*EXCERPTED TEXT:*

· · ·

# 12-12-12



## Plow Boy

I bought a bag of 12-12-12 for my vegetable garden... After reading the bag it talks about putting it on your grass and flowers... Nothing about vegetable gardens..Can I use it and is it save to use on Vegies??

Bill


----------



## Callieslamb

Yes, you can use it on your veggies. It's what I buy every year.


----------



## Belfrybat

Yes, I use triple 13 on all my ornamentals and vegetables. Just be sure to use the appropriate amount so as not to burn the plants. My soil has very little nutrition, and even though I've put down compost and bunny poo, I use triple 13 at half the normal rate to help boost growth. Hopefully in a year or so I will have built up the soil enough not to use it, but for now, it's a lifesaver.


----------



## geo in mi

12-12-12 is a chemical, granular fertilizer. You will get 12 pounds each of Nitrogen, Phosphorus, and Potassium in that order, in every 100 pound bag of it. Usually it is broadcast over the total garden area before planting, and worked into the soil by tilling or raking. It can be used as a sideband application during the season by carefully putting a band of it about two to three inches from the vegetable stems and lightly working and watering it in, to prevent burning of the foilage.

Triple twelve, or triple ten, are each general purpose fertilizers. Okay for quick use and easy gardening, but without knowing the needs of specific vegetables, and without knowing the nutrient levels already in your soil, using that fertilizer type for very many seasons, on a shotgun approach, could give you problems with nutrient balance, leaching out into your water table, and waste of money by buying too much fertilizer power. Also, organic gardeners tend to stay away from chemicals because of some destructive effects from the salt compounds involved--loss of living organisms, earthworms, etc. Also, since they are chemical salts, they are hygroscopic--they attract water out of the air and begin to get oily and soupy. Thus, a fifty pound bag may end up in a puddle of chemicals unless you keep it very dry and airtight.

If you may be interested, here's a pretty good website on the subject of pH, vegetable requirements, and fertilizer analysis http://elkhorn.unl.edu/epublic/pages/publicationD.jsp?publicationId=750

geo


----------



## fishinshawn

I use 10-10-10....


----------



## Paquebot

geo in mi said:


> Also, since they are chemical salts, they are hygroscopic--they attract water out of the air and begin to get oily and soupy. Thus, a fifty pound bag may end up in a puddle of chemicals unless you keep it very dry and airtight.

· · ·

*DATA EXTRACT:*
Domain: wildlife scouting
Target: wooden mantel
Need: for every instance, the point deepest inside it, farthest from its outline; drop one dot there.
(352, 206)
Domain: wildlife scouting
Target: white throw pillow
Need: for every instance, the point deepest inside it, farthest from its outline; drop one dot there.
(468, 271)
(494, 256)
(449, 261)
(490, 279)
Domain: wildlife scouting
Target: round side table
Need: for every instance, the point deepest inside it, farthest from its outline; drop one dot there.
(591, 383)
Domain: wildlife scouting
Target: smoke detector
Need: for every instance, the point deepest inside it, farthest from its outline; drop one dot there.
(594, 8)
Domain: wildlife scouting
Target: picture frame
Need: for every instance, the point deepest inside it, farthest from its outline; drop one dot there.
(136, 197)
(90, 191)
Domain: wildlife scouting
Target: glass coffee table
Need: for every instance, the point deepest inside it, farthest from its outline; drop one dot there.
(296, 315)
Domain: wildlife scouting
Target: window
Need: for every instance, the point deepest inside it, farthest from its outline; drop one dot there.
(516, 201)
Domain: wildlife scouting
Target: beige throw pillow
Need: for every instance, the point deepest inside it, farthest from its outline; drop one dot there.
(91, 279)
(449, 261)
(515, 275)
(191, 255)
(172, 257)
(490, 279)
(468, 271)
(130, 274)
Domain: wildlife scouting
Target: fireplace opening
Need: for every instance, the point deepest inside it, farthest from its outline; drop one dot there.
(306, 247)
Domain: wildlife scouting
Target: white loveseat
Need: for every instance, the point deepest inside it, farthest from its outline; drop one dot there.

· · ·

*CHALLENGES:*
1. Repeat the part of the 12-12-12 thread from "## geo in mi" up to and including "of the foilage.".
2. Carry the 12-12-12 thread on from its final line.
The items have no connection to the 12-12-12 thread.

*ANSWER LIST:*
1.
## geo in mi

12-12-12 is a chemical, granular fertilizer. You will get 12 pounds each of Nitrogen, Phosphorus, and Potassium in that order, in every 100 pound bag of it. Usually it is broadcast over the total garden area before planting, and worked into the soil by tilling or raking. It can be used as a sideband application during the season by carefully putting a band of it about two to three inches from the vegetable stems and lightly working and watering it in, to prevent burning of the foilage.

2.
Actually, the opposite is true. Rather than becoming a liquid, it becomes a solid. 

For vegetable application of 12-12-12, use 1 pound per 120 square feet or 120 running feet of row planting. 

Martin


----------



## frankva

Or it becomes a slurry. Then a brick glob. Either way it becomes less than wonderful. Roll down the bag and clothespin it. 

I would use any number of NPK combinations, but would never use a lawn type fertilizer that has herbicide or pesticide in the garden.


----------



## geo in mi

frankva said:


> Or it becomes a slurry. Then a brick glob. Either way it becomes less than wonderful. Roll down the bag and clothespin it.
> 
> I would use any number of NPK combinations, but would never use a lawn type fertilizer that has herbicide or pesticide in the garden.


Thanks,

geo


----------



## Paquebot

10-10-10 will set up harder than 12-12-12 due to more limestone in the formula. That acts like cement. 12-12-12 was always a nice easy one to granulate with just a little steam due to the triple superphosphate and muriate of potash melting to form even granules. (I worked 11 years for Royster's, 7 of them as second shift manufacturing foreman.)

Martin


----------



## Plow Boy

I just read the bag "GreensKeeper Secret" 12-12-12. No where on there does it say it has any herbicide or pesticide. Just phosphate nitrogen 12%, pot ash, ammoniocal, urea.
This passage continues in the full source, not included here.